(Dataset entries)
§

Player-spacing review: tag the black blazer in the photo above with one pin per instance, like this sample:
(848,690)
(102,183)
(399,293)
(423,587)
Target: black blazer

§

§ **Your goal**:
Rewrite the material with "black blazer" swapped for "navy blazer" wherever it appears, keeping everything else unchanged.

§ **Exercise solution**:
Player-spacing review: tag the navy blazer in the photo above with one pin per instance, like this sample:
(848,690)
(102,183)
(399,293)
(423,587)
Target: navy blazer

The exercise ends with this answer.